• Page excerpt
= Uncompleted U-boat projects =

List of cancelled and invasion-aborted World War II German submarine designs

During World War II, Nazi Germany's Kriegsmarine considered various submarine designs for specialized operations or improving U-boat performance. Many of these designs did not come to fruition for various reasons; some were abandoned due to practical considerations, while others towards the end of the war had to be abandoned as the yards where they were being built were overrun by allied forces.

== List of projects cancelled or not put in production ==

- Type III U-boat - was a 1934 project for a purpose-built minelayer based on the Type IA U-boat. The Type III U-boat would have been similar to the Type IA, but with a hull lengthened by 7.5 m, and a total displacement of 970 tons. The Type III U-boat was planned to carry an armament of 54 to 75 mines (depending on the type carried), two 105-mm deck guns, and one 20-mm antiaircraft gun.
- Type IIIA U-boat - originally known as Type VII, was a planned minelayer similar to the Type IA U-boat. It would have had a larger outer hull than the Type IA, and featured a large, watertight cylindrical hangar on the aft deck, which would have carried two small motor torpedo boats. The boat would have carried 48 mines, and used the smaller boats to help lay and recover mines. The project was dropped as impractical.
- Type IV U-boat - was a planned resupply and repair U-boat, intended to meet other U-boats at sea and resupply them with torpedoes, fuel, food/water, and spare parts (similar in concept to the later Type XIV), and also be capable of performing light repair work. No contracts were granted for these boats.

• Supplied material
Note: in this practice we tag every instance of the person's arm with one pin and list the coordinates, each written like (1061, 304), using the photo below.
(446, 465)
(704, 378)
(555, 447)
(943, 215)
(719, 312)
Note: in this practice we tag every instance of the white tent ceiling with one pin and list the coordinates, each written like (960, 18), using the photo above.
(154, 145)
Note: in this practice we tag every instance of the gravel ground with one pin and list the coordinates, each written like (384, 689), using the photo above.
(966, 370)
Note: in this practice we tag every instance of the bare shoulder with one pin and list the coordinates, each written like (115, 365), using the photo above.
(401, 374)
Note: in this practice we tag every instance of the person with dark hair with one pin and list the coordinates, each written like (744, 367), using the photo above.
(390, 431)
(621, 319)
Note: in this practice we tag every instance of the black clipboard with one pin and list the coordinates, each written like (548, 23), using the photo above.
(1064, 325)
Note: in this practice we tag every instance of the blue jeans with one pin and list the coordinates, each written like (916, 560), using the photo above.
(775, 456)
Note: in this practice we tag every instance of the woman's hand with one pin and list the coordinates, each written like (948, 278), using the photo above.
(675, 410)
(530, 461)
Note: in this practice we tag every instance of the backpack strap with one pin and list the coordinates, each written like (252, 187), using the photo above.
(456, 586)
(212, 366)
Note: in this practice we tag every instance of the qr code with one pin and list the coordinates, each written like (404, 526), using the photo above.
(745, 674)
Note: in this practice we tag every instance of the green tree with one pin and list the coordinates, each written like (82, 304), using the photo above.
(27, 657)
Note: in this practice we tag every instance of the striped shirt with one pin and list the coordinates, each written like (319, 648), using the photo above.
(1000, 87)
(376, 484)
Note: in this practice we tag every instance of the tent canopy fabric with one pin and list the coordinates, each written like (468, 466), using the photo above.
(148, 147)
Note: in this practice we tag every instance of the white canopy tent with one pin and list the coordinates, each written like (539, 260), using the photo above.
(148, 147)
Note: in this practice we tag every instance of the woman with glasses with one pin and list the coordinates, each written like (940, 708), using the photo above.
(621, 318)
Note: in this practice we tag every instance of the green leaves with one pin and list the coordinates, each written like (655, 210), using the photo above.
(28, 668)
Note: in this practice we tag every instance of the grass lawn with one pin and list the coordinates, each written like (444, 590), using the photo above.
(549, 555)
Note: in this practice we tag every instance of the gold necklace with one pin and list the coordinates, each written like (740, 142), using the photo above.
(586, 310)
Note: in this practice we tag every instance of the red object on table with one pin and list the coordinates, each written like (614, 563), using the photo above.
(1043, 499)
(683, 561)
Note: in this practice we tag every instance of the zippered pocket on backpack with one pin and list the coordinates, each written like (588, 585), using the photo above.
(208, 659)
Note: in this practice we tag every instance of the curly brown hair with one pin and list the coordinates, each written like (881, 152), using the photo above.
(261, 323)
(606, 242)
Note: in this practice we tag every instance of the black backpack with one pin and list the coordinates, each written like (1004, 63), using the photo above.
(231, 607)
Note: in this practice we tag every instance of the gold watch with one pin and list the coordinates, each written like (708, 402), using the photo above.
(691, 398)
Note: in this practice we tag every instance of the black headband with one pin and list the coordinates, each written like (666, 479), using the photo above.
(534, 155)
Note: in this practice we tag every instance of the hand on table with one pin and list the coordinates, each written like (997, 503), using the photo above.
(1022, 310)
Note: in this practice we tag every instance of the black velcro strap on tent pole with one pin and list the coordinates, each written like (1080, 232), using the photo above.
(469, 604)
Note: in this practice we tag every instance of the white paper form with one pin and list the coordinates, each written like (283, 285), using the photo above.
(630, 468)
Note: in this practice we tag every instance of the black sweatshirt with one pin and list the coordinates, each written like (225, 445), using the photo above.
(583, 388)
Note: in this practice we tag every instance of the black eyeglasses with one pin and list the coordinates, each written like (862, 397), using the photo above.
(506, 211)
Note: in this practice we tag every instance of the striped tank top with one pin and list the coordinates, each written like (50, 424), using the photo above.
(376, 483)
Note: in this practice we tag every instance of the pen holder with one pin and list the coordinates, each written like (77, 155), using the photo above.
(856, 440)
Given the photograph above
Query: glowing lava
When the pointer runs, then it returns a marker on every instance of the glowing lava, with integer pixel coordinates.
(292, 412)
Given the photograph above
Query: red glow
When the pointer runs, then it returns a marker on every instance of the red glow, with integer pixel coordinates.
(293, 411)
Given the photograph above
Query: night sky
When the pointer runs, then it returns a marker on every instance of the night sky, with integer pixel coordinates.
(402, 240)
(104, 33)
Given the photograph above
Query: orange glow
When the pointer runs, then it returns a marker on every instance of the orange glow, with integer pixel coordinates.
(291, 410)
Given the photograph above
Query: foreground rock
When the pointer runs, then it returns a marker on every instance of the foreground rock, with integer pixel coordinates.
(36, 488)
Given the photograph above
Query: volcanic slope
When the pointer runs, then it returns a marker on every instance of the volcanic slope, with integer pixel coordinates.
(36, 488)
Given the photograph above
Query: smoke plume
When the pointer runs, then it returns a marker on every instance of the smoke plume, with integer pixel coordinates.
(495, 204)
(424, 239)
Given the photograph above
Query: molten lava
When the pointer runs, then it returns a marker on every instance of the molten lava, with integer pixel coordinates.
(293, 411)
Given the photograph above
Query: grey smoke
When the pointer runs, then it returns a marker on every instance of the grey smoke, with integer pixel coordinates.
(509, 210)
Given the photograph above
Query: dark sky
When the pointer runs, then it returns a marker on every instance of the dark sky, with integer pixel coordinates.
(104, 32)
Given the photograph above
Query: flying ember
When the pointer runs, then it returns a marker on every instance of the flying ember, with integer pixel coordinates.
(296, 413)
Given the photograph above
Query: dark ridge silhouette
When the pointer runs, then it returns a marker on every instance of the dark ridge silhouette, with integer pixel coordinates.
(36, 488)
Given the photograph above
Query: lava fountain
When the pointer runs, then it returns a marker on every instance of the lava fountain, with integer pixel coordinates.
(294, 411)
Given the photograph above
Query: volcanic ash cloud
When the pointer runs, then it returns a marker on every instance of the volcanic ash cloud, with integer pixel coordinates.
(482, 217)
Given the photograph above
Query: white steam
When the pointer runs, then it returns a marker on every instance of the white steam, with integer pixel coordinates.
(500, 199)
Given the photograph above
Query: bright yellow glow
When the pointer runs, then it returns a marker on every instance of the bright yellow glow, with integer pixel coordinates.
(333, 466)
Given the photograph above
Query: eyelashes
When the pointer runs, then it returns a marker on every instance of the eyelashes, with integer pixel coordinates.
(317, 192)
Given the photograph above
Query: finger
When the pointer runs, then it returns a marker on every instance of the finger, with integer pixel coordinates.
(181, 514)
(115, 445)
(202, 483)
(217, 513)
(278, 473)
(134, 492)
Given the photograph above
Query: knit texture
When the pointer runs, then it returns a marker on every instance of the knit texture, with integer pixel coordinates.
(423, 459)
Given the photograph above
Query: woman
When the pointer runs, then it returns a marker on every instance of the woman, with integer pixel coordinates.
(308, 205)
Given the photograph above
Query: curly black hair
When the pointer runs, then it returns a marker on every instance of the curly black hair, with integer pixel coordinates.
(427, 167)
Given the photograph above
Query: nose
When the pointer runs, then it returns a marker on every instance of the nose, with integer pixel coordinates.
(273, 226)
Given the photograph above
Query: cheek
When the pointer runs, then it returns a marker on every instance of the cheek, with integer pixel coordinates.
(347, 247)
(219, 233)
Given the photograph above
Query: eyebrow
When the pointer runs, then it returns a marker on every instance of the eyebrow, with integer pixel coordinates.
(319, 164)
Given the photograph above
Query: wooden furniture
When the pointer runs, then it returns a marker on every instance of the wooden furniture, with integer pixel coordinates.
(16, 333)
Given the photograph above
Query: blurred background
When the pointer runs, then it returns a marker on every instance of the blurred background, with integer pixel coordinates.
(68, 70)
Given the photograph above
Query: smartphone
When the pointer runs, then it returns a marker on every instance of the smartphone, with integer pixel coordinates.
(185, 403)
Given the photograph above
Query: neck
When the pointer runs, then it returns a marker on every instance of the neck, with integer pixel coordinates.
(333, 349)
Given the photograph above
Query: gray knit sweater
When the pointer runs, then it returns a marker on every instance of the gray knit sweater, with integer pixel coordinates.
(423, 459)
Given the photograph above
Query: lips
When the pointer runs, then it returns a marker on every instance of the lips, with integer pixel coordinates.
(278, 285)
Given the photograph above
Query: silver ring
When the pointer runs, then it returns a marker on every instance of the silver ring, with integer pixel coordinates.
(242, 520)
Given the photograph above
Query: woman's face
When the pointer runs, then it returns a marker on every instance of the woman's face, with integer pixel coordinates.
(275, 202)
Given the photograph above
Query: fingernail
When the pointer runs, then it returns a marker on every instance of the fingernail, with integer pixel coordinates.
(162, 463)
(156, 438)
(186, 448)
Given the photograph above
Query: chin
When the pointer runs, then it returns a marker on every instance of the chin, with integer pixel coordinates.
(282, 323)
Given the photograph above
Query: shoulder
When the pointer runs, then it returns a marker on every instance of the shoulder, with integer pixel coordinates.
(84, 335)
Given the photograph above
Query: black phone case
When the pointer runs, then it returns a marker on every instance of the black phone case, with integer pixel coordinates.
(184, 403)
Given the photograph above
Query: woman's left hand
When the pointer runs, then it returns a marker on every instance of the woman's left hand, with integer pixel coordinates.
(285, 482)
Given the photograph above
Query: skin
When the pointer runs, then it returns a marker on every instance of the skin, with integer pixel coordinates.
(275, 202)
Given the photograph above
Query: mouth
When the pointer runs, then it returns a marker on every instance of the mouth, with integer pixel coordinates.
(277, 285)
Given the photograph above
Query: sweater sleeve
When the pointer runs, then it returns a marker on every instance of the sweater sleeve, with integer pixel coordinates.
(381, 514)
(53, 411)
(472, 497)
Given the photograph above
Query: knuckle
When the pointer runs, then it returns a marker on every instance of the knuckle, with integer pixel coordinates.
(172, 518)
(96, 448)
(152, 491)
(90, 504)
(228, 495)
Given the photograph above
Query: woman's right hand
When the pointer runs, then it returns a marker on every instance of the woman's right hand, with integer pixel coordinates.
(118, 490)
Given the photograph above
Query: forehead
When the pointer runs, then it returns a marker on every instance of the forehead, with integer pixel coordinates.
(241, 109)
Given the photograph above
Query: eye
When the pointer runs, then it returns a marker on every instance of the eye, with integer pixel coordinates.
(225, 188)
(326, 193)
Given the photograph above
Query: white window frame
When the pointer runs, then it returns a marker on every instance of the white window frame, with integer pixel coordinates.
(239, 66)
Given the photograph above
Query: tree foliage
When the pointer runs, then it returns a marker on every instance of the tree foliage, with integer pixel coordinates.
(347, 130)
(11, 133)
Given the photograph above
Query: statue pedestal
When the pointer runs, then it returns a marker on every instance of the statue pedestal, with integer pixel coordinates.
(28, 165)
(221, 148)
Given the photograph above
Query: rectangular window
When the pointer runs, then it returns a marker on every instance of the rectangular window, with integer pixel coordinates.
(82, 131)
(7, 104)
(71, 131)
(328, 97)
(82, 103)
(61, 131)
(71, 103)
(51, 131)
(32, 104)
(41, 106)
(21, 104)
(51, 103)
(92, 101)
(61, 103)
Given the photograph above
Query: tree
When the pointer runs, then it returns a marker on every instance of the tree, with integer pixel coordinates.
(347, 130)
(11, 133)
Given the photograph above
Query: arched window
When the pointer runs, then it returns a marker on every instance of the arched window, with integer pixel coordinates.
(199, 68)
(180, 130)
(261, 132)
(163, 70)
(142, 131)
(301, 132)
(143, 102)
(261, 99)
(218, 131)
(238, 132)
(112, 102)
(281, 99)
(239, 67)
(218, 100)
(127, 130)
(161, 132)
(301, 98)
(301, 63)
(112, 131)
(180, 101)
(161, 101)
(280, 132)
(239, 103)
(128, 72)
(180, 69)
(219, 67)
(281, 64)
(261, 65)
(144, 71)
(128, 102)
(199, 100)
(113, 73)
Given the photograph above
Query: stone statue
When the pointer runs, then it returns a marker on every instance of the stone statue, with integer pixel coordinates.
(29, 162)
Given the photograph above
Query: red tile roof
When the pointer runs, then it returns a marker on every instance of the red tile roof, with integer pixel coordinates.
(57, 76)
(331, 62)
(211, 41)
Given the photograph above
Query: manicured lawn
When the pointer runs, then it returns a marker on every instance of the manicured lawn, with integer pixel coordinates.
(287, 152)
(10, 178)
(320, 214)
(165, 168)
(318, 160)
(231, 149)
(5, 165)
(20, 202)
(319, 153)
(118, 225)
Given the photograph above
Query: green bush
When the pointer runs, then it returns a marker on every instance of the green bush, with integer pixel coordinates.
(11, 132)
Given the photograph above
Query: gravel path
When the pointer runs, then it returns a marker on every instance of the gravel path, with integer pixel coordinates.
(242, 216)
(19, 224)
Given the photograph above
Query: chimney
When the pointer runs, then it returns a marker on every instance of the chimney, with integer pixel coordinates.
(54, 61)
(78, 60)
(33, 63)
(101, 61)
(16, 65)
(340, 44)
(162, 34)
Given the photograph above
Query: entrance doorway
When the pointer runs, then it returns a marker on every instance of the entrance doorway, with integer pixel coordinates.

• Parts of the exercise
a – In the page excerpt on uncompleted U-boat projects, what were the two small motor torpedo boats carried by the Type IIIA design for?
b – According to the page excerpt on uncompleted U-boat projects, what total displacement was planned for the Type III U-boat?

• Written responses
a – The Type IIIA would have carried the two small motor torpedo boats in a watertight cylindrical hangar on its aft deck. The boats were meant to help lay and recover mines.

b – 970 tons.